(Source data)
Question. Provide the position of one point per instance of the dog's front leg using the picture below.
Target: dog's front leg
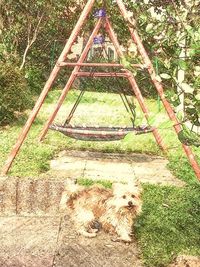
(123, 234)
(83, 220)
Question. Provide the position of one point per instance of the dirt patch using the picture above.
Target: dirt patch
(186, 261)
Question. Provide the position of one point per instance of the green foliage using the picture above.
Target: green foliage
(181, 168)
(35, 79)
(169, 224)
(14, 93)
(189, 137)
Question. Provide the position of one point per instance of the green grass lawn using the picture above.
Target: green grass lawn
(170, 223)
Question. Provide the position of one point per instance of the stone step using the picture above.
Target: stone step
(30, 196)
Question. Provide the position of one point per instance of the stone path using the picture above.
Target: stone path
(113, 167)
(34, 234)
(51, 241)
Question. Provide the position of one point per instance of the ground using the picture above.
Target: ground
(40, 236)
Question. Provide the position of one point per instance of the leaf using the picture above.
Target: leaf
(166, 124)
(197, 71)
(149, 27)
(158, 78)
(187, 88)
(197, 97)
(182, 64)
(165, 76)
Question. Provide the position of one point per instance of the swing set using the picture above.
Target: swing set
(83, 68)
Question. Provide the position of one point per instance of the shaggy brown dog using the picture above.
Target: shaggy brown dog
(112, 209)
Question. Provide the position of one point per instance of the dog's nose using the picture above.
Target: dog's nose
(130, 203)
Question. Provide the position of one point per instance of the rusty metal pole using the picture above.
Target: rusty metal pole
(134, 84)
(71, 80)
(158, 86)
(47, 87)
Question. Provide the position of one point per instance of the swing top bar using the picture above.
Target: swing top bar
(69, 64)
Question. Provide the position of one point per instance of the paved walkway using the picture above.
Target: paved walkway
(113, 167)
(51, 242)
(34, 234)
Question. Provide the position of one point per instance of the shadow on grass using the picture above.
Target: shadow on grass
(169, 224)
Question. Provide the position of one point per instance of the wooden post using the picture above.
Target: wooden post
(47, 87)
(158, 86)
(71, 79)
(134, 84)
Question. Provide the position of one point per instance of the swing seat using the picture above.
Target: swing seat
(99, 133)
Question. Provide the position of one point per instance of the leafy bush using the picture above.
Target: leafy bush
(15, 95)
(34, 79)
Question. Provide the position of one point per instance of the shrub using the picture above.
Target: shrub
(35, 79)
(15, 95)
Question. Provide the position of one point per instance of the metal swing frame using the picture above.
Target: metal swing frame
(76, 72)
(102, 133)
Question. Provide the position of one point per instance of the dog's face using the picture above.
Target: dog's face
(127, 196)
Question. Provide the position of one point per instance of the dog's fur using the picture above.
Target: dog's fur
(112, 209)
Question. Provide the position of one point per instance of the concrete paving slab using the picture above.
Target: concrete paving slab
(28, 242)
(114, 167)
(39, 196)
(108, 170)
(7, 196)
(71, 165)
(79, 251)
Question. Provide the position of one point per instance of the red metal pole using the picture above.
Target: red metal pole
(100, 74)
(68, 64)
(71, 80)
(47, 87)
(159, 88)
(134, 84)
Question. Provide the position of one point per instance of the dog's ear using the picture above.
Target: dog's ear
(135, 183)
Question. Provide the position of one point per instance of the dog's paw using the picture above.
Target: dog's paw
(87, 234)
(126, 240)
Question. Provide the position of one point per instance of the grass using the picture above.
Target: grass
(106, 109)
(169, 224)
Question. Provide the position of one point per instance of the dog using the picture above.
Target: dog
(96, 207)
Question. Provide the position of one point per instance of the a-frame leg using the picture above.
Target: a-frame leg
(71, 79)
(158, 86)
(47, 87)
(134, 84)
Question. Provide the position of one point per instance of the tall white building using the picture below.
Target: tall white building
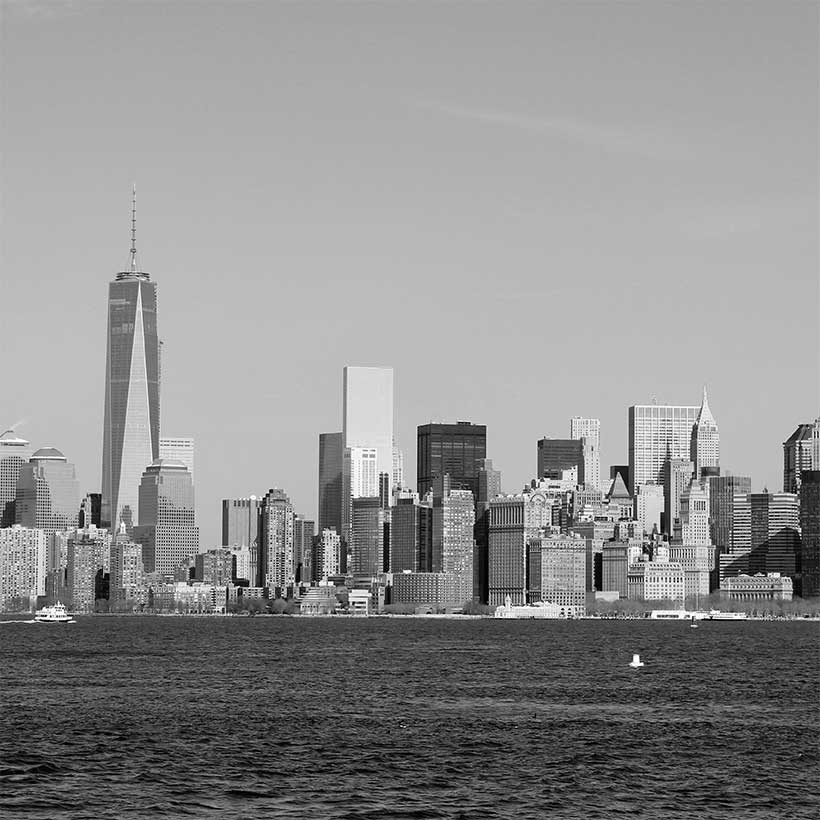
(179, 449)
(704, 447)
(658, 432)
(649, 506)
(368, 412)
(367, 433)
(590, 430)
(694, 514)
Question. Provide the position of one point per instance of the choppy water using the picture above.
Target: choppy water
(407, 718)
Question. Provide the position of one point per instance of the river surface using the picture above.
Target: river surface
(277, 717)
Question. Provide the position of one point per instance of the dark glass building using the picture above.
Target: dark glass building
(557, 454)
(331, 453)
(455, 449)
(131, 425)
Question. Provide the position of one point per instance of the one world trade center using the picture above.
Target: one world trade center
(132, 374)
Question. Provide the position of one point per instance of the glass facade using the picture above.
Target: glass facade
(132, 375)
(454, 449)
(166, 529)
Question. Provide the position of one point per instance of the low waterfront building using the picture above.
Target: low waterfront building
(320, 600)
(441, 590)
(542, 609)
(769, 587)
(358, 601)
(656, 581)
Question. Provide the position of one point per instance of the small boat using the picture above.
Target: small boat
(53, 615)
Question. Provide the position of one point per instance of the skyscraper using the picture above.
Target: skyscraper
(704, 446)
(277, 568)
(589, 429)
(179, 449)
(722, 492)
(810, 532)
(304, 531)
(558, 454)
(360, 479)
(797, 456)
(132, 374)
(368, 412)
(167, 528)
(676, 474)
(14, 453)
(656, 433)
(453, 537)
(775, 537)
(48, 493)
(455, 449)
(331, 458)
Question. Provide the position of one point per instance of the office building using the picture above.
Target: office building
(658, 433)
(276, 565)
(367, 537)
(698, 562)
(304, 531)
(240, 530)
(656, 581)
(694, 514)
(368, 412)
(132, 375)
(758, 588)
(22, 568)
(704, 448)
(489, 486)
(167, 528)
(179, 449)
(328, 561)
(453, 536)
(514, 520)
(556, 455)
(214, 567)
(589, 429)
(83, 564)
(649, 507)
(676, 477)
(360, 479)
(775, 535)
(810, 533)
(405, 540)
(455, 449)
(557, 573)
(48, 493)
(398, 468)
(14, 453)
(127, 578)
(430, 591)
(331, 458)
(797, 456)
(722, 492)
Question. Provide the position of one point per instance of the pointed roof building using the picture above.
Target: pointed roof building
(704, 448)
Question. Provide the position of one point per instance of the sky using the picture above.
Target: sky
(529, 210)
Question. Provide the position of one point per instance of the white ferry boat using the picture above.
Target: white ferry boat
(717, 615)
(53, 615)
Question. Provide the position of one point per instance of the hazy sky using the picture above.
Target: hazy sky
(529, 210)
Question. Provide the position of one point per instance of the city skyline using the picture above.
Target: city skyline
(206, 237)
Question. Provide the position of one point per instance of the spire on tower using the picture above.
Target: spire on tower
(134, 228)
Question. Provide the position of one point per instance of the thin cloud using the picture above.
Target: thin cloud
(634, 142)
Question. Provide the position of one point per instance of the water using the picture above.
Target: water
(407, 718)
---
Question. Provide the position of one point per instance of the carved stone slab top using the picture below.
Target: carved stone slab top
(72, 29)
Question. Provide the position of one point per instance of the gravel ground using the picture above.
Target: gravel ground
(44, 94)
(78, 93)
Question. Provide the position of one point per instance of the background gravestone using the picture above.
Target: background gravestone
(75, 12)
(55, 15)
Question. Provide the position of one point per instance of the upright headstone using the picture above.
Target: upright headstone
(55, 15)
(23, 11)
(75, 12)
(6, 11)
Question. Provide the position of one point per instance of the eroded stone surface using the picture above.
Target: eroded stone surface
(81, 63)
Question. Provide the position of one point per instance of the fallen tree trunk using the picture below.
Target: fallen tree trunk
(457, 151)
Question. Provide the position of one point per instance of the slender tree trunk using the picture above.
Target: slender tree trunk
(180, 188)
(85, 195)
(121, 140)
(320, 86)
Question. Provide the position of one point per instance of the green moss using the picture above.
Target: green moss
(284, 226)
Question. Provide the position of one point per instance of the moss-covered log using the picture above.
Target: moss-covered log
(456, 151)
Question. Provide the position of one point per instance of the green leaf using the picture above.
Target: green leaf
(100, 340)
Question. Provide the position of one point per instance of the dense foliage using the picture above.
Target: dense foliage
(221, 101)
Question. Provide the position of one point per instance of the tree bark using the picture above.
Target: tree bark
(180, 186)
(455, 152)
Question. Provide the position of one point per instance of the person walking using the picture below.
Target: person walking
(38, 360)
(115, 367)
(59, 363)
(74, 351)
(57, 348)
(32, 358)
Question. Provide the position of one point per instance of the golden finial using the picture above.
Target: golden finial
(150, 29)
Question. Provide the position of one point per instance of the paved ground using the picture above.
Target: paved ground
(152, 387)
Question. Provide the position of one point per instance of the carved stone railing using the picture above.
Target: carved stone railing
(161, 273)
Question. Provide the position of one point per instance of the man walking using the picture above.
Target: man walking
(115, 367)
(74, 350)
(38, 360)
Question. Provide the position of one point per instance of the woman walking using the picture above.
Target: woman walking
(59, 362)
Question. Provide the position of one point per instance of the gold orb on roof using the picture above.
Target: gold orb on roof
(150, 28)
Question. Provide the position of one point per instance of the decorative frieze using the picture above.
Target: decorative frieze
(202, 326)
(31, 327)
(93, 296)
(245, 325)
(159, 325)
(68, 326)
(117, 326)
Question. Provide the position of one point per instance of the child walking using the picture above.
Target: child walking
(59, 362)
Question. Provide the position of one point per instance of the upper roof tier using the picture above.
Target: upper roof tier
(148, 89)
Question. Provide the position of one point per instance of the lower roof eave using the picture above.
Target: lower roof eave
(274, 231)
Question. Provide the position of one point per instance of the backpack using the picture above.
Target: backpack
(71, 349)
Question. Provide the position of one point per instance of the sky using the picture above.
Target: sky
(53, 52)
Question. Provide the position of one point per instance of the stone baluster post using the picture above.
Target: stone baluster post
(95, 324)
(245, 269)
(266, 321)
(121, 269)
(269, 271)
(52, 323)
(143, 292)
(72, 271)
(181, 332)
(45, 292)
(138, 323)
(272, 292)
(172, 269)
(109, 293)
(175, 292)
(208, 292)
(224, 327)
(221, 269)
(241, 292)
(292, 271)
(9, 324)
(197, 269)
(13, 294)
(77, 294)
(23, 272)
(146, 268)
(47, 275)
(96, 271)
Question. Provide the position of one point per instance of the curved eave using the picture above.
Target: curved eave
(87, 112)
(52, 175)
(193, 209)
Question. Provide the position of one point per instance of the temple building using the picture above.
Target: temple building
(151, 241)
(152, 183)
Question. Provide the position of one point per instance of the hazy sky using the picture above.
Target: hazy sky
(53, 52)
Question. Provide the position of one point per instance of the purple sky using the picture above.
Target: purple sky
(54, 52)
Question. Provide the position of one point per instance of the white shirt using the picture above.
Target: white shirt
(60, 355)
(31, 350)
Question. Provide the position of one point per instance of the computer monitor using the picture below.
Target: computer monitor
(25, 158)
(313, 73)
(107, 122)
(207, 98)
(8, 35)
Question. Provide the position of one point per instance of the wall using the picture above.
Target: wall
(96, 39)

Task to complete. For the word "below", say how many lines of the records above contain it. Reply with the number alone.

Result of this task. 6